Records from a collection:
****************

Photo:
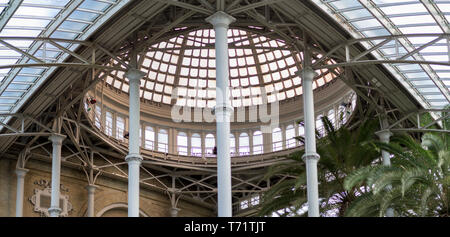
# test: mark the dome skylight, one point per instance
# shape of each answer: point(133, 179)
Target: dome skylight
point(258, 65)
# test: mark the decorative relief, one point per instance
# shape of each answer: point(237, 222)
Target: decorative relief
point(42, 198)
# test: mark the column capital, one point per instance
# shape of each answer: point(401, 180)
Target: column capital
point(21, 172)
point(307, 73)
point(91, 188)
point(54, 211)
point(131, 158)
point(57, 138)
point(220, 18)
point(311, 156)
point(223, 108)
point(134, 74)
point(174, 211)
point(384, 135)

****************

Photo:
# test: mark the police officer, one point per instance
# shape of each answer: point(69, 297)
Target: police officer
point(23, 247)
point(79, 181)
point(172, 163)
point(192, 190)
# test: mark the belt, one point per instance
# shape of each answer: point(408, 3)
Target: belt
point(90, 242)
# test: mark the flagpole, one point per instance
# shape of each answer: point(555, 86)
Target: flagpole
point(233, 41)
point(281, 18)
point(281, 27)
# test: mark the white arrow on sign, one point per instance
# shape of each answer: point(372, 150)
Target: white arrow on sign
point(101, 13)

****************

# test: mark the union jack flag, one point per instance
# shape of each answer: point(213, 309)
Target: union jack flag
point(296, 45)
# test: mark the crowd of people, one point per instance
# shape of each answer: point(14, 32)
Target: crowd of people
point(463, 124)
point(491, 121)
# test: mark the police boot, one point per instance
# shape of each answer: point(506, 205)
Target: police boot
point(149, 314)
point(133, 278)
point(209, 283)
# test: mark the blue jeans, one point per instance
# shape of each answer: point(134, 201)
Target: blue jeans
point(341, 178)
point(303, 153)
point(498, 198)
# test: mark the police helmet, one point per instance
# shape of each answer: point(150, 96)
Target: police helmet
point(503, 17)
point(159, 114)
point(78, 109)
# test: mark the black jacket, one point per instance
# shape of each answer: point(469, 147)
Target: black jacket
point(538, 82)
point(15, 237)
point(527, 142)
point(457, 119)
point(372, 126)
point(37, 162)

****************

__WORK TO COMPLETE__. From the records above, copy out the line with "# test: mark the crowd", the line with "# test: mark the blue", and every line between them, word for word.

__SOLVED PROBLEM__.
# test: mark the crowd of people, one point per instance
# shape of each answer: point(14, 32)
Target: crowd of people
point(463, 124)
point(491, 121)
# test: mark the police boot, one point per instance
# shape of each answer: point(506, 205)
Target: police boot
point(149, 314)
point(133, 278)
point(209, 283)
# test: mark the blue jeans, one point per instance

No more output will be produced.